::: Dataset entries

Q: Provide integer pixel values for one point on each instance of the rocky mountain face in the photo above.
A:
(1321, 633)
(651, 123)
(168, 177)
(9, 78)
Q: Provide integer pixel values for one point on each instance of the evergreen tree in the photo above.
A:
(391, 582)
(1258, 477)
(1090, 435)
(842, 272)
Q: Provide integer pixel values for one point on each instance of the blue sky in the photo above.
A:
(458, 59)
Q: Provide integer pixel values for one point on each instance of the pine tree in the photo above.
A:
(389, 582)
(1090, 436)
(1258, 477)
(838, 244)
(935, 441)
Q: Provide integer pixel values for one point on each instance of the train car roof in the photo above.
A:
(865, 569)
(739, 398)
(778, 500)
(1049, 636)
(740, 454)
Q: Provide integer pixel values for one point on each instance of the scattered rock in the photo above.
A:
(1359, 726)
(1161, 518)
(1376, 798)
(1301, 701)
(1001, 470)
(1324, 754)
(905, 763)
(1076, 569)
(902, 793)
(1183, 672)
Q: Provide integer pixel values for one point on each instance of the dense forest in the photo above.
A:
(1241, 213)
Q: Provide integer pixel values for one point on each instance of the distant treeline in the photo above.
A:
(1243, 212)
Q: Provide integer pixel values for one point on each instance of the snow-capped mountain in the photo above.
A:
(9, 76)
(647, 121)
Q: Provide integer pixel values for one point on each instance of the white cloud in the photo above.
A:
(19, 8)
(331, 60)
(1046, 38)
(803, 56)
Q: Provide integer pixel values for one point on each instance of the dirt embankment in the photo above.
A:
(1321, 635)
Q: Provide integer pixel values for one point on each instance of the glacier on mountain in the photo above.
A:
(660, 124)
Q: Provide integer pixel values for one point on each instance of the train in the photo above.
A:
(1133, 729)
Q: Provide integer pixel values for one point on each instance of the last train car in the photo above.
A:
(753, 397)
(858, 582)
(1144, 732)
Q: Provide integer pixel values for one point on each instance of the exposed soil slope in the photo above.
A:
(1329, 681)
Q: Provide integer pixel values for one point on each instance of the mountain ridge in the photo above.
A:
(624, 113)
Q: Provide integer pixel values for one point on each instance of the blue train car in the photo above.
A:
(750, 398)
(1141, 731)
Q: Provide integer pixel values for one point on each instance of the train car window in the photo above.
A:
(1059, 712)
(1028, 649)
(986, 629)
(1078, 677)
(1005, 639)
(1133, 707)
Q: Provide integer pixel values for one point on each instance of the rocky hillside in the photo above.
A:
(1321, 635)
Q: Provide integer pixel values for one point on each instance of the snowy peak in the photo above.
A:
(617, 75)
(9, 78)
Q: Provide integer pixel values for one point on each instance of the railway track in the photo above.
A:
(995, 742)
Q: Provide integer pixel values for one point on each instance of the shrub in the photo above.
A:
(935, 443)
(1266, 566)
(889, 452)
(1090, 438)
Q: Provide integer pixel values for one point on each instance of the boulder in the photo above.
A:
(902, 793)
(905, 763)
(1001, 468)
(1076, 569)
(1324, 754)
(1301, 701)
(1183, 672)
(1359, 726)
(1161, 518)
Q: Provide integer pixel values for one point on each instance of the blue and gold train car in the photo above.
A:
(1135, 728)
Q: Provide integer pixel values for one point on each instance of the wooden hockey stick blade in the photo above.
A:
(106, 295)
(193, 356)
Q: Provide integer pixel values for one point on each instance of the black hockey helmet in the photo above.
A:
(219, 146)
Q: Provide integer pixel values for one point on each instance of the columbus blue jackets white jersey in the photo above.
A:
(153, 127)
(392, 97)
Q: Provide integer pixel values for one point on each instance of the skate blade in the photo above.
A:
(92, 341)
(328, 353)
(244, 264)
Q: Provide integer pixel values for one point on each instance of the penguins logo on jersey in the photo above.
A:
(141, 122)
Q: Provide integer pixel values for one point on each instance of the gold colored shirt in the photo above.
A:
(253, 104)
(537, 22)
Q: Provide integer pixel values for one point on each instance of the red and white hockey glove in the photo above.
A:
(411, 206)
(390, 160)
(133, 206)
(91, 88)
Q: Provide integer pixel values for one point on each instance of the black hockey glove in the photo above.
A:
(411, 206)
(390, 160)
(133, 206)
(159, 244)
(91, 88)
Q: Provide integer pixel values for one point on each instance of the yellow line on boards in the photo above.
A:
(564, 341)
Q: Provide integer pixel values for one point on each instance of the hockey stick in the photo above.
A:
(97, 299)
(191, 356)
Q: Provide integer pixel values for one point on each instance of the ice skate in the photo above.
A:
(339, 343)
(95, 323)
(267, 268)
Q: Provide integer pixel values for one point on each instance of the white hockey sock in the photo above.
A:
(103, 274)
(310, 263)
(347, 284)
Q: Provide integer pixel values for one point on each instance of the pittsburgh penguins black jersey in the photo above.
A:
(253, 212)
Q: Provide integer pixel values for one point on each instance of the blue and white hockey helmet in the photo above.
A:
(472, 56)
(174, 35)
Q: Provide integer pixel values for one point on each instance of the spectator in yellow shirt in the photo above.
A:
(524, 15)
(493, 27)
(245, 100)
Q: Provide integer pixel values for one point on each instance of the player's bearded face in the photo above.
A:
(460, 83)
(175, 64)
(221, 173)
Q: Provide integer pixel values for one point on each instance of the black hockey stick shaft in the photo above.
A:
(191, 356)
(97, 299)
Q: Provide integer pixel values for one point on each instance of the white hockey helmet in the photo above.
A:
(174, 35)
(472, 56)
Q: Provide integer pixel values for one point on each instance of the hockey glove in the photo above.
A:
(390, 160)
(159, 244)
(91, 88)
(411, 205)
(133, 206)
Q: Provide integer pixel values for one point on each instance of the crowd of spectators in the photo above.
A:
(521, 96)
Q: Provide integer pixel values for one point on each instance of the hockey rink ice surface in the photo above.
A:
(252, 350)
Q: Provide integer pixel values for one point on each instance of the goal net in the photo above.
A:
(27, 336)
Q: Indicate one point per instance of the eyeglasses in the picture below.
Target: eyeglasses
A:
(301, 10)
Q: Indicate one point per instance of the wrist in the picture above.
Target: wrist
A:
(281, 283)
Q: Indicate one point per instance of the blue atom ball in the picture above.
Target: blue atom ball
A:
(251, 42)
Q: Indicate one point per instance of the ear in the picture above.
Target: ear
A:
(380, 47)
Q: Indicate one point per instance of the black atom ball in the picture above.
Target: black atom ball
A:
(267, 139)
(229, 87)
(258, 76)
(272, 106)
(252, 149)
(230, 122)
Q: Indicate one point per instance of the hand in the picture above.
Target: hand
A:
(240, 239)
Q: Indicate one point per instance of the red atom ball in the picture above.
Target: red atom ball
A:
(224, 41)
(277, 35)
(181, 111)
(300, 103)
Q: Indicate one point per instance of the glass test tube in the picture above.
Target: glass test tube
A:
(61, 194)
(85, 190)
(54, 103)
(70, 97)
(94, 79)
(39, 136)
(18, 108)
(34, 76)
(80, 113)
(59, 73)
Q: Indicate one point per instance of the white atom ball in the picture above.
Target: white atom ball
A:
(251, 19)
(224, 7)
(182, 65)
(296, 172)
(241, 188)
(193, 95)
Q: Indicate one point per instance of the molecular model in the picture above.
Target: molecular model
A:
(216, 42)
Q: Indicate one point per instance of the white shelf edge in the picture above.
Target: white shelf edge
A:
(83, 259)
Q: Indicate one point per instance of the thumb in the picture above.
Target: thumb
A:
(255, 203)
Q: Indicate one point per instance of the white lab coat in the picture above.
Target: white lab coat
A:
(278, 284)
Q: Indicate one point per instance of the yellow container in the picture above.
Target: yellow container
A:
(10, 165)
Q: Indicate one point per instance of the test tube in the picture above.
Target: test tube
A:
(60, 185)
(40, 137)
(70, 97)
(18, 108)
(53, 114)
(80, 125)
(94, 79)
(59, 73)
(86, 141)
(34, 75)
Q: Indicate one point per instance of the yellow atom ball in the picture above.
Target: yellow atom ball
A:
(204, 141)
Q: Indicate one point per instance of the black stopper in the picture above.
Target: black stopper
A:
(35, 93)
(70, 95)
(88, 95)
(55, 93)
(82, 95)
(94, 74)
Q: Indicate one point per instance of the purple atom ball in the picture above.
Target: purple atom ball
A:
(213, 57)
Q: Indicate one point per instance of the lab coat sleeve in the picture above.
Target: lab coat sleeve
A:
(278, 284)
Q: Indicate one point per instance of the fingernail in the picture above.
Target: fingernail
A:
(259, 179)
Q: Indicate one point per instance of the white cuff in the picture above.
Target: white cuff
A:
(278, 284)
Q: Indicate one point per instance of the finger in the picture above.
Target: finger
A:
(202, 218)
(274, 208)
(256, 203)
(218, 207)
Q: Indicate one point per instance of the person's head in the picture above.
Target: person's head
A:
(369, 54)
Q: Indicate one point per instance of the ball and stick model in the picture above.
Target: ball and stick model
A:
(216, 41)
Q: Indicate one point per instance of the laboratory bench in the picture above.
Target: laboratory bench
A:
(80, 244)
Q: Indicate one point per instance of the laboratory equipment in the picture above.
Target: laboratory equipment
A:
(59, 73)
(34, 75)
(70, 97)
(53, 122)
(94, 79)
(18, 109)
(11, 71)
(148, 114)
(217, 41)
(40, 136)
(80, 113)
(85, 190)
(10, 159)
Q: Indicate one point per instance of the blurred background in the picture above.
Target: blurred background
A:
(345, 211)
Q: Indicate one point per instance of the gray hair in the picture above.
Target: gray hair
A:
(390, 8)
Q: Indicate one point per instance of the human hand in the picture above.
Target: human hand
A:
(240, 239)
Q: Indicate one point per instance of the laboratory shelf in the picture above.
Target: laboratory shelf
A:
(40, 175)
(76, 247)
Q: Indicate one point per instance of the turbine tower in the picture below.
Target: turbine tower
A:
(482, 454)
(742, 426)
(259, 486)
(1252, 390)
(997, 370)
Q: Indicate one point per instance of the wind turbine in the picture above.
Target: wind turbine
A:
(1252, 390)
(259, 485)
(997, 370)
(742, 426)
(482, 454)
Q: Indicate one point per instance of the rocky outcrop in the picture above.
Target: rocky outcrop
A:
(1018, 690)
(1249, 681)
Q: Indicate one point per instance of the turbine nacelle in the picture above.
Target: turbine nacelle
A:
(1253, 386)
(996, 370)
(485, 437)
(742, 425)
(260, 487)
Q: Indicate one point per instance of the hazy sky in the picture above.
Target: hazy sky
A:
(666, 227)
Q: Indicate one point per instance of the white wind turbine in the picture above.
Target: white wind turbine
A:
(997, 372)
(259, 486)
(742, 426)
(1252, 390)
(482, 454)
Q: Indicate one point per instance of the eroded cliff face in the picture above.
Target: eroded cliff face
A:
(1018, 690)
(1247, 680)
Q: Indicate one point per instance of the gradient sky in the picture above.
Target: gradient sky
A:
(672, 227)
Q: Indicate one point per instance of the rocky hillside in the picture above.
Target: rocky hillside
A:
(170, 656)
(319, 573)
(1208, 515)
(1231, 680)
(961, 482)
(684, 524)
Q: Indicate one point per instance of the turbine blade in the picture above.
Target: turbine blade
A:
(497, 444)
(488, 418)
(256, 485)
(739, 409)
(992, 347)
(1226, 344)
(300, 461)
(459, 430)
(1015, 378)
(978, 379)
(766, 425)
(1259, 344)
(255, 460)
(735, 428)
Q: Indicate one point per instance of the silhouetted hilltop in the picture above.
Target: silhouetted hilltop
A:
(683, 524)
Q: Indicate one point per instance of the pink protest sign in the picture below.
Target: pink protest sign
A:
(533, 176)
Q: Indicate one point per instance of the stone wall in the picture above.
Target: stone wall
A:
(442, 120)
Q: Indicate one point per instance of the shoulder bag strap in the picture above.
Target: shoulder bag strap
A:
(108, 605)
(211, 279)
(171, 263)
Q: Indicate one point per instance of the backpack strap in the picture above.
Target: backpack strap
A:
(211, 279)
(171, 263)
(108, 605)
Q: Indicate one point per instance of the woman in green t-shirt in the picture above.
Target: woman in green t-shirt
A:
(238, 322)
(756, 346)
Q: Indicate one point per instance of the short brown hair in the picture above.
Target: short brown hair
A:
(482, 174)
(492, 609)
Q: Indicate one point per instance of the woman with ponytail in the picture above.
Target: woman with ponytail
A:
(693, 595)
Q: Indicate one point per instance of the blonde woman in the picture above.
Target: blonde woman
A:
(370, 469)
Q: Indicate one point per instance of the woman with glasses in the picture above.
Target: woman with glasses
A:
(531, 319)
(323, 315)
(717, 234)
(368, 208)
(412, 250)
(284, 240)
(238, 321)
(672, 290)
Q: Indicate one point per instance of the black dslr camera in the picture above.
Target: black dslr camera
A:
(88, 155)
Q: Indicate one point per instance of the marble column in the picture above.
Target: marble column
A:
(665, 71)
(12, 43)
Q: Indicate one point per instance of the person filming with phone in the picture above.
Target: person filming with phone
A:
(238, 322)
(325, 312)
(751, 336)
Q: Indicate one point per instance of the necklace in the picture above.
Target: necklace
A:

::::::

▶ **Exercise task**
Reproduce the listing from the line containing "hillside in the photo above." through the line containing "(1090, 438)", keeping the requests unchanged, and offset every coordinate in the answers by -133. Leave out everything outside that span.

▶ **Result**
Q: Provide integer pixel values for one point on each instance of the rocky hillside in the photo above.
A:
(1188, 502)
Q: Provide integer pixel values for one point on each instance of the snowy peak in the photo above.
A:
(484, -58)
(-124, -55)
Q: Provide integer pixel values for one point on each instance of the railway track in the photo above.
A:
(862, 609)
Q: Provide integer pixel values for one point on each instance of the shrub in the photo above.
A:
(802, 310)
(1133, 433)
(756, 319)
(957, 305)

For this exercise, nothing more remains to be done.